» GOAL OF THE EXERCISE: Carry on the forum thread about the RM 380Z and 480Z school computers from its last post.

» SELECTED TEXT:
(begin)
Rml 380z / 480z

edited September 2011 in Chit chat
just looking through a book i got back from my dads that ive had since 1983

micro games (patrick bossert and philippa dickinson)

and it mentions this computer and has game listings for it, dont think ive ever heard of it????
certainly never seen one

anybody else?
Post edited by mel the bell on
Professional Mel-the-Bell Simulator................"So realistic, I found myself reaching for the Kleenex King-Size!" - Richard Darling

Comments

  • edited September 2011
    just looking through a book i got back from my dads that ive had since 1983

    micro games (patrick bossert and philippa dickinson)

    and it mentions this computer and has game listings for it, dont think ive ever heard of it????
    certainly never seen one

    anybody else?

    yup we had them at high school, a single 380z a black box with a keyboard and a green screen monitor then the school upgraded to about twenty 480z's with cub monitors and a winchester hard drive

    200px-Link380z_computer.jpg

    156_rml_480z.jpg
  • edited September 2011
    I think this must be referring to the RM-380Z and the 480Z built by Research Machines (RM) in the early 1980s. Both were Z80 based machines. RM, as now, were big players in the education market, and I remember there being a few 380Z's in our local schools. They seem to have been displaced by the BBC Micro, as the latter became hugely popular. I never saw a 480Z, but the 380Z I recall to be a solidly build black computer with a metal rack-mount case. I remember that it felt like a 'proper' computer! You had to load the BASIC from disc, if I remember correctly, and I think (being Z80-based) the native OS was some form of CP/M.

    Nx

    Edit: Binman posted whilst I was typing. So, I've now seen a 480Z!
  • fogfog
    edited September 2011
    when I was in 1st year we had both sorts of RM's shown... moreso the white one.. RM basically box shifted them as they were end of line, going out of date and gave schools a good deal. I wouldn't mind getting both tbh.

    I have what was the NZ version of the school for a time, a easa tb3003 (a clone of the trs 80 mk 1)


    our school replaced them by my 4th year with BBC B's and econet etc.

    college we had RM pc's which were awful :( with a winchester drive that crashed like a ***** .. this is 21 years ago now.. got to a point where most of us bought 8088's or 286's / 386's to compile our cobol and pascal at home in seconds as apposed to via minutes on a slow network.
  • edited September 2011
    ah i only ever remember bbcs and apple 2s at school
    Professional Mel-the-Bell Simulator................"So realistic, I found myself reaching for the Kleenex King-Size!" - Richard Darling
  • fogfog
    edited September 2011
    economics department got an apple lisa and the early box / monitor mac 's IRC also
  • edited September 2011
    Yeah, RM built these things for education in the UK.
(end)
» INFORMATION SHOWN:
(begin)
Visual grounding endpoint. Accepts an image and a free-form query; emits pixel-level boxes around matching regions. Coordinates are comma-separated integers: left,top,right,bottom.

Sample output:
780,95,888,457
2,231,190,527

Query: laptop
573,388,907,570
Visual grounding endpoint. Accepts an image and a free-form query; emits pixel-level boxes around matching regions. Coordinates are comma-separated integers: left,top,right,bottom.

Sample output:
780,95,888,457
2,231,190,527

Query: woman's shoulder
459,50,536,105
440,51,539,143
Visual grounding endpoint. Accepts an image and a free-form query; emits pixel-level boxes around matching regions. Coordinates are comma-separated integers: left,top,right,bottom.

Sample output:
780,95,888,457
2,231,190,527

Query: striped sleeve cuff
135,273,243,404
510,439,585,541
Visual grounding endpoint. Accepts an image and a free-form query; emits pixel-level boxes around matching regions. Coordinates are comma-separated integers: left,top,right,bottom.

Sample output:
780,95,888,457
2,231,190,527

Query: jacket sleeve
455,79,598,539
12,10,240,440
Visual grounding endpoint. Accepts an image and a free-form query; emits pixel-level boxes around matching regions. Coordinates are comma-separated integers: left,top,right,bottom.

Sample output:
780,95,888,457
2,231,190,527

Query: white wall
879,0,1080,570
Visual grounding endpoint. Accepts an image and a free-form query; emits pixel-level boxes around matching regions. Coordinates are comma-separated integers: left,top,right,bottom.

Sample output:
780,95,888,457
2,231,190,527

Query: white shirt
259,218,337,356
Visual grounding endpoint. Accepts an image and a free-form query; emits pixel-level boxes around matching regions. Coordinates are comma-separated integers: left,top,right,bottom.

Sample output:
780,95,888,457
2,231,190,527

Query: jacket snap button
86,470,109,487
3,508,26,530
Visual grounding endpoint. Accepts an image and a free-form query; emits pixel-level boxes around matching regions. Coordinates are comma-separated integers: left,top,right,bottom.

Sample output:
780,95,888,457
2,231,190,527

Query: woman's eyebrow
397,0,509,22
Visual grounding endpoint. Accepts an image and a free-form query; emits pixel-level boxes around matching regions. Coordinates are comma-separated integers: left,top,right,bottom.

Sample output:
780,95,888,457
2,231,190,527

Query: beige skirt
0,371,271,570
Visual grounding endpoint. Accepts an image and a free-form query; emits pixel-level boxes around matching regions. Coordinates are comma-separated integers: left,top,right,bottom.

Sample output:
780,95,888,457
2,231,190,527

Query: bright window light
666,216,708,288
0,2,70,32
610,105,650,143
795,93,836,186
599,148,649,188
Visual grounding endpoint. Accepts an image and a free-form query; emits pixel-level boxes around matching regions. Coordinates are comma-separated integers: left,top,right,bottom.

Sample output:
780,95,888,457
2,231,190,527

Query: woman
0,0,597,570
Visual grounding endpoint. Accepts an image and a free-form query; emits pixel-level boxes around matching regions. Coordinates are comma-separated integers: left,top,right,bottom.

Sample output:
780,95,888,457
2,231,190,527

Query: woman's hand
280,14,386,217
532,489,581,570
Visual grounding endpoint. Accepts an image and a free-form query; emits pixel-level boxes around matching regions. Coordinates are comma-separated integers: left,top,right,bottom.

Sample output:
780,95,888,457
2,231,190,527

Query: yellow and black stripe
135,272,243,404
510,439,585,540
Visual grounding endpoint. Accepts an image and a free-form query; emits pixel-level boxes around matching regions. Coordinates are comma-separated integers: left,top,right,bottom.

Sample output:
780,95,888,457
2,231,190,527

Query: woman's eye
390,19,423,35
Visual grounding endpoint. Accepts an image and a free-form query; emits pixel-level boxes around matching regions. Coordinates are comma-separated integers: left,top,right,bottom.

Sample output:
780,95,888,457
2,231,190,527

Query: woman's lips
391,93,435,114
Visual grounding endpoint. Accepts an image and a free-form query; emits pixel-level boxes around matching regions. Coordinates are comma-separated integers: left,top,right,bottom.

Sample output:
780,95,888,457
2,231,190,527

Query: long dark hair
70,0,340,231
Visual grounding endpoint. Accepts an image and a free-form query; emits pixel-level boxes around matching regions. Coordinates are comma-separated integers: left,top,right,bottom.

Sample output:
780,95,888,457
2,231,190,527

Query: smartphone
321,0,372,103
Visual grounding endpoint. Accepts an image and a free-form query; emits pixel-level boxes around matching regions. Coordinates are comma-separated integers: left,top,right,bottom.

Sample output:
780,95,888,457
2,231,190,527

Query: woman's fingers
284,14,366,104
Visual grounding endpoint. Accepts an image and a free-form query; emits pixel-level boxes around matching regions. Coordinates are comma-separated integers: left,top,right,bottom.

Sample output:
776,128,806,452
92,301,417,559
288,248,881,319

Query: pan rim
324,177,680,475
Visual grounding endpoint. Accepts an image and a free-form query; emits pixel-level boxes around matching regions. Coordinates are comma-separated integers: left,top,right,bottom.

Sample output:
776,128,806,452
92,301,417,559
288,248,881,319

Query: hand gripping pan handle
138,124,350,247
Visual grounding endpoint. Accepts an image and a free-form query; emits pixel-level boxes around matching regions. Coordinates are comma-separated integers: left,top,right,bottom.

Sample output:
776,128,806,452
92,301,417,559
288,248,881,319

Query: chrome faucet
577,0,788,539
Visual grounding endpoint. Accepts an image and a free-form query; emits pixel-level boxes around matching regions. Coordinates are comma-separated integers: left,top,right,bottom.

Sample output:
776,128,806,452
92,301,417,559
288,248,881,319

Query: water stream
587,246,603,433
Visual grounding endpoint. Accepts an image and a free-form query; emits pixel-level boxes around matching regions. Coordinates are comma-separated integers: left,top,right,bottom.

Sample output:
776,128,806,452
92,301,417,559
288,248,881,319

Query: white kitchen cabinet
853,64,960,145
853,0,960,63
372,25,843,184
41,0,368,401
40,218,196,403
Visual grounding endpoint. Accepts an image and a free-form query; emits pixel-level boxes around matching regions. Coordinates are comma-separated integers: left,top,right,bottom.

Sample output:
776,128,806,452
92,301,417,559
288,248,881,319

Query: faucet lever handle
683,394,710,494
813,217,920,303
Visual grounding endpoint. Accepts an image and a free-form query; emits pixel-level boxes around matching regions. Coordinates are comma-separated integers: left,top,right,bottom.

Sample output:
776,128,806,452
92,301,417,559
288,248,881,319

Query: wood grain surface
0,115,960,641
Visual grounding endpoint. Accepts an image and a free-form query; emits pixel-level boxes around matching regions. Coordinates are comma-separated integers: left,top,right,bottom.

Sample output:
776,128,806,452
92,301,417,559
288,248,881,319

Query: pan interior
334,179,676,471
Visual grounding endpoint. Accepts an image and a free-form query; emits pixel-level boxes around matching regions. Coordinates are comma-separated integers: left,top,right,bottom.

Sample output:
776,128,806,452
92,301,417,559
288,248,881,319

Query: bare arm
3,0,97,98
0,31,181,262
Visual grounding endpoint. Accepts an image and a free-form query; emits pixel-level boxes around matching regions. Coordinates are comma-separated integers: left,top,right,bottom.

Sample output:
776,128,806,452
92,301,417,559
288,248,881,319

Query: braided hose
(end)
» EXERCISE RESULT:
    The secondary school my Dad taught at had 380Zs so he once borrowed one for the summer holidays. My first introduction to a strange dialect of BASIC. A friend of his had also got his kids a ZX81, which was the first time I realised that every machine had a different BASIC as I couldn't find half the commands.

    My primary school's first computer was a 480Z. Two of us were picked out of the oldest class to try it out. Again OK, but not much you could do with it apart from type-in BASIC listings from books, etc. Very little software available.

    RM went on to building and supplying hugely overpriced PC-compatibles into schools. They probably still do.
    Joefish
    - IONIAN-GAMES.com -
  • fogfog
    edited September 2011
    joefish wrote: »
    RM went on to building and supplying hugely overpriced PC-compatibles into schools. They probably still do.

    of course they do, because if your in education you have to be est. a certain number of years and other criteria, before you can deal with that sector a lot of the time. (where I worked did education sales of mac's etc also).

    my old uni had a certain brand of PC... oddly / funnily enough a certain relative of said pc company worked at the uni hhmmmm "coincidence" much ?
  • edited September 2011
    God this takes me back my school had an RML 380Z as well as an Apple II and a couple of ITT 2020s which was an officially licensed Apple II clone with a matt silver case, before they were replaced with BBC model Bs. Hard to believe that Apple did that then seeing as now it would never entertain licensing its patents.
  • edited September 2011
    joefish wrote: »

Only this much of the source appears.